Recopiez le passage de l'extrait qui commence par "En déplacement dans" et se poursuit jusqu'à "mot à dire.", en substituant "élus locaux" à "maires".

═════ EXTRAIT

En déplacement dans l’Indre, le président de la République a choisi de tendre l’oreille aux maires et aux patrons. Sans tout écouter. Et il a ignoré les syndicats, collectifs citoyens et gilets jaunes, qui avaient pourtant leur mot à dire.
Devant le siège du Medef de l’Indre, des salariés se sont rassemblés, jeudi, à l’appel de l’intersyndicale CGT-FSU-Solidaires. Emmanuel Macron ayant fait le choix de rencontrer les patrons dans l’après-midi, les organisations de travailleurs ont décidé de lui transmettre leurs revendications par un canal original. « J’ai avec moi un cahier de revendications que nous allons donner au Medef pour qu’il le porte au président de la République », explique Josiane Delaune, secrétaire générale de l’union départementale CGT. Le mince espoir qui subsistait de pouvoir rencontrer le président ou un de ses ministres est balayé par un coup de fil de la préfecture. « On aurait accepté d’être reçus par Muriel Pénicaud ou même par Bruno Le Maire, mais personne ne peut nous recevoir », résume la syndicaliste. Pourtant, ceux qu’Emmanuel Macron a décidé de ne pas entendre ont des choses à dire. Dans ce département qui occupe le 88e rang dans l’échelle des salaires, mais le 11e en nombre de personnes assujetties à l’impôt sur la fortune immobilière, les inégalités sont criantes. À commencer par les services publics qui désertent.

══════════
═════ LISTE ENREGISTRÉE

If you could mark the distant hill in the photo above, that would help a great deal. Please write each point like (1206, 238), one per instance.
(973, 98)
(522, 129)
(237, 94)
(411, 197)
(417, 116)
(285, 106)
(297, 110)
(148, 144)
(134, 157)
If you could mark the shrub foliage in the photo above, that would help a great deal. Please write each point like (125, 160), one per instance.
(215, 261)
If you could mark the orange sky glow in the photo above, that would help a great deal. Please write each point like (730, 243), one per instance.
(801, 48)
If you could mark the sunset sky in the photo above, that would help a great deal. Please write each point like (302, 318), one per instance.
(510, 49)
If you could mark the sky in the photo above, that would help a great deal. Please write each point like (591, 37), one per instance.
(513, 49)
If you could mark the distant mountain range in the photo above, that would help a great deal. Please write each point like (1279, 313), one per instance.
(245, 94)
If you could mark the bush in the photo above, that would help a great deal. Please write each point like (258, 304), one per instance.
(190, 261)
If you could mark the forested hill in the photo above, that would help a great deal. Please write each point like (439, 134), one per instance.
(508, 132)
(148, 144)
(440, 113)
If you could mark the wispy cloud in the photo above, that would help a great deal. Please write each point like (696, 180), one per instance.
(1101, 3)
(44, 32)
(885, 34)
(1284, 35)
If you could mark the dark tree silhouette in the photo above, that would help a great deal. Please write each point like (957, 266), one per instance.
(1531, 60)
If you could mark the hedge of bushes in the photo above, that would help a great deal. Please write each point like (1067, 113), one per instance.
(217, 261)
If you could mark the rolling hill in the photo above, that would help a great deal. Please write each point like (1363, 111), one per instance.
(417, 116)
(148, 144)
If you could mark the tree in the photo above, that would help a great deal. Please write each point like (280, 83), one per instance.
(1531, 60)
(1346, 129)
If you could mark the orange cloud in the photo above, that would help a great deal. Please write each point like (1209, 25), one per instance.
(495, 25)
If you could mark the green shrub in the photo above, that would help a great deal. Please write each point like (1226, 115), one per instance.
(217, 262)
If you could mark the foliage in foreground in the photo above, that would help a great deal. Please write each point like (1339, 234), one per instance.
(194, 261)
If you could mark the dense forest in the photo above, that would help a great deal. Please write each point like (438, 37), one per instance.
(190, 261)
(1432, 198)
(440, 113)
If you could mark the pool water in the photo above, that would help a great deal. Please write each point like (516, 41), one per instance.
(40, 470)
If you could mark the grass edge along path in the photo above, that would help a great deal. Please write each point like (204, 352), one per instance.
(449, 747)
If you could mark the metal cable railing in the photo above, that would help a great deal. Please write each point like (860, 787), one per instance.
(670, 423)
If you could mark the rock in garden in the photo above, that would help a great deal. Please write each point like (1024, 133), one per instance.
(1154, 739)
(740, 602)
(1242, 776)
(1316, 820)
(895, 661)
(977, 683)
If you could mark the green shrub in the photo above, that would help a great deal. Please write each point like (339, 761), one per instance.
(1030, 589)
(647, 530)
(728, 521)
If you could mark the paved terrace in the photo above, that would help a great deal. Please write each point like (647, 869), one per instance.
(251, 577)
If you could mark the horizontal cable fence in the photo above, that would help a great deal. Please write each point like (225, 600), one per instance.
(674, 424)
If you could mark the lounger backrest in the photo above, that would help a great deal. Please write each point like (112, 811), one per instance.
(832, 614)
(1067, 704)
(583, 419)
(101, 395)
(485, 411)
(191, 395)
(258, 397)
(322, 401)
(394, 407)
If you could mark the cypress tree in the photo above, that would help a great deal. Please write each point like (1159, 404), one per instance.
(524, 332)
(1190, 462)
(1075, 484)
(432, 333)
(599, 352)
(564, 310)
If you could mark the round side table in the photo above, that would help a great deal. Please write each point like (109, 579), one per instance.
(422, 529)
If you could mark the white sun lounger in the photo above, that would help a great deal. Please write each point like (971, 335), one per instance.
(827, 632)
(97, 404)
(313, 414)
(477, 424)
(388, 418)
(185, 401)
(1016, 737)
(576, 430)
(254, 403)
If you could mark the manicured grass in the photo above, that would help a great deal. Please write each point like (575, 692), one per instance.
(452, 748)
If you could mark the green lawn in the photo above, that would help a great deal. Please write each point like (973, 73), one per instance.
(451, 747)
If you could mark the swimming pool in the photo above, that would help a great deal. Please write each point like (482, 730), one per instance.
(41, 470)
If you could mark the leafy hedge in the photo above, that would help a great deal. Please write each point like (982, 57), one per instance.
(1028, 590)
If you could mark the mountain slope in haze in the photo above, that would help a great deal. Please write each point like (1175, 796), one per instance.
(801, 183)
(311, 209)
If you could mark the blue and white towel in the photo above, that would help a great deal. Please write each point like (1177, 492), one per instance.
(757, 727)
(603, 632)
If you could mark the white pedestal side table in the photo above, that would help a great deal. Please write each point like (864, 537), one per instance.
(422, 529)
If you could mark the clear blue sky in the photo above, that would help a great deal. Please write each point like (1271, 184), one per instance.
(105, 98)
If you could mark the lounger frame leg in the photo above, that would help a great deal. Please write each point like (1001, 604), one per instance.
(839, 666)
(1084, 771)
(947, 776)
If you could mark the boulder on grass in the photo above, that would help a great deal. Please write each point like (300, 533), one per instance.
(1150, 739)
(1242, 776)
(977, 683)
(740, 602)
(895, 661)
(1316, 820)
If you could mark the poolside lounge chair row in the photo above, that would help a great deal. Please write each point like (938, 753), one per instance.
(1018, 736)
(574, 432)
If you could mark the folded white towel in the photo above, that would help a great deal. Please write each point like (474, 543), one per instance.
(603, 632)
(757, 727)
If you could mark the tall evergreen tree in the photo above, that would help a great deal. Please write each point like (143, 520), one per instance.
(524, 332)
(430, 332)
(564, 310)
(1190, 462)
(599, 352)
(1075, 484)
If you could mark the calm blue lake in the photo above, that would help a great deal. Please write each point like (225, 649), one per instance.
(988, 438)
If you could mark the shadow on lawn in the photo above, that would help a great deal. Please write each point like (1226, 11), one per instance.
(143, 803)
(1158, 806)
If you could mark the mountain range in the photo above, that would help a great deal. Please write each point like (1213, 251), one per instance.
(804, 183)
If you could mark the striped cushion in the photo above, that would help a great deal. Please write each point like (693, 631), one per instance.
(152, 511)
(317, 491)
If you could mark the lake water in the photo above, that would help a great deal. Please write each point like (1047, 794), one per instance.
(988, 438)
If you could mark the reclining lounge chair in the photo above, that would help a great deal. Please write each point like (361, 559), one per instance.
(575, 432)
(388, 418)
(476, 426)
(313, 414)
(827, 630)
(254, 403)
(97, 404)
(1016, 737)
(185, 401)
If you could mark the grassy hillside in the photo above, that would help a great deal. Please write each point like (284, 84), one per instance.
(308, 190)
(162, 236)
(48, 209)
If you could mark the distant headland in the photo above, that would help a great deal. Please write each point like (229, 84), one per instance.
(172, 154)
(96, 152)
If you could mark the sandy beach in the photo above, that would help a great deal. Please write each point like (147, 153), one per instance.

══════════

**RÉPONSE ATTENDUE:**
En déplacement dans l’Indre, le président de la République a choisi de tendre l’oreille aux élus locaux et aux patrons. Sans tout écouter. Et il a ignoré les syndicats, collectifs citoyens et gilets jaunes, qui avaient pourtant leur mot à dire.